(Problem to work on):
Find every line below with the word "salamander" in it, and copy each one.

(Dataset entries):
....

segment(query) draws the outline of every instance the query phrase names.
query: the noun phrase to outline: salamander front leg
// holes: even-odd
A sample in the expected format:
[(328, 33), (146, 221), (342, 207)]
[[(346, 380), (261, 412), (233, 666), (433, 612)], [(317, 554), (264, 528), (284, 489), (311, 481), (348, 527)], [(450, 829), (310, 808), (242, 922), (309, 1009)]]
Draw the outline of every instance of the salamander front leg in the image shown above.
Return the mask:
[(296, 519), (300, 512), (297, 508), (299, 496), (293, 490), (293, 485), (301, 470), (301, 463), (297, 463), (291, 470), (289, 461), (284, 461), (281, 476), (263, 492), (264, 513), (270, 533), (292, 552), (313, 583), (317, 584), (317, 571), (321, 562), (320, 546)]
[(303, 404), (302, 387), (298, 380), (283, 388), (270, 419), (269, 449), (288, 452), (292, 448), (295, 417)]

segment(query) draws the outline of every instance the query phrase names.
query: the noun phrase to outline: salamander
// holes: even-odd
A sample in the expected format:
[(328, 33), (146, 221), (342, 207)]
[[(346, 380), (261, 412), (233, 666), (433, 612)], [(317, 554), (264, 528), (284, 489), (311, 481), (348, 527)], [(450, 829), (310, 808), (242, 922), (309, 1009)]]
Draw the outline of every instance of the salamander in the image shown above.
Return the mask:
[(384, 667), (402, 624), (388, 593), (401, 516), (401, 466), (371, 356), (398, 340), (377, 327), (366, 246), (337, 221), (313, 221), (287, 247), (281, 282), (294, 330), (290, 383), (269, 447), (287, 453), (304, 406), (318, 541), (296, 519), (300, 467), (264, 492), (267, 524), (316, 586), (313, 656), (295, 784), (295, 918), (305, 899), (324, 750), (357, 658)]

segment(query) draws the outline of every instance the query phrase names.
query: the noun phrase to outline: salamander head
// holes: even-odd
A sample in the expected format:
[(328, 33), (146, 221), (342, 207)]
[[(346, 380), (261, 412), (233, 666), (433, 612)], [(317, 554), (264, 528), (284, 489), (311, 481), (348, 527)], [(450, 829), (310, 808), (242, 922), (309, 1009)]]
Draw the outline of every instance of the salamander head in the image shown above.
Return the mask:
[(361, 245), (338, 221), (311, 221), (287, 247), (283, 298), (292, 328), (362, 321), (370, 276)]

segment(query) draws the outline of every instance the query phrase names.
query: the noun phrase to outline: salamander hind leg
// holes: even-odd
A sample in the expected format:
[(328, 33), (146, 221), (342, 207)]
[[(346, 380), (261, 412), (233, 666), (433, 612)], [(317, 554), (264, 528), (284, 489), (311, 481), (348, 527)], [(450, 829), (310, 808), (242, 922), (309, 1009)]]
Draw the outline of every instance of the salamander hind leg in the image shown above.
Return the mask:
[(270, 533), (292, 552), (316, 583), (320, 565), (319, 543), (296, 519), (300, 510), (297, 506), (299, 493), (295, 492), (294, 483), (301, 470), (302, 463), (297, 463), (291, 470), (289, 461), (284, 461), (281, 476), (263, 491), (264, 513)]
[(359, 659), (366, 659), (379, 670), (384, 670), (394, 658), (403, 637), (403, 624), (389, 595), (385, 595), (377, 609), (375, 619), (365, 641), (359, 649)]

....

(Written reply):
query: the noun phrase to outline: salamander front leg
Draw the outline of every instance of the salamander front leg in the image shown above.
query: the noun phrase to outline: salamander
Draw the outline of every instance of the salamander in the image shown above.
query: the noun phrase to outline: salamander head
Draw the outline of every instance of the salamander head in the image shown above.
query: the noun phrase to outline: salamander hind leg
Draw the outline of every instance of the salamander hind leg in the image shown above.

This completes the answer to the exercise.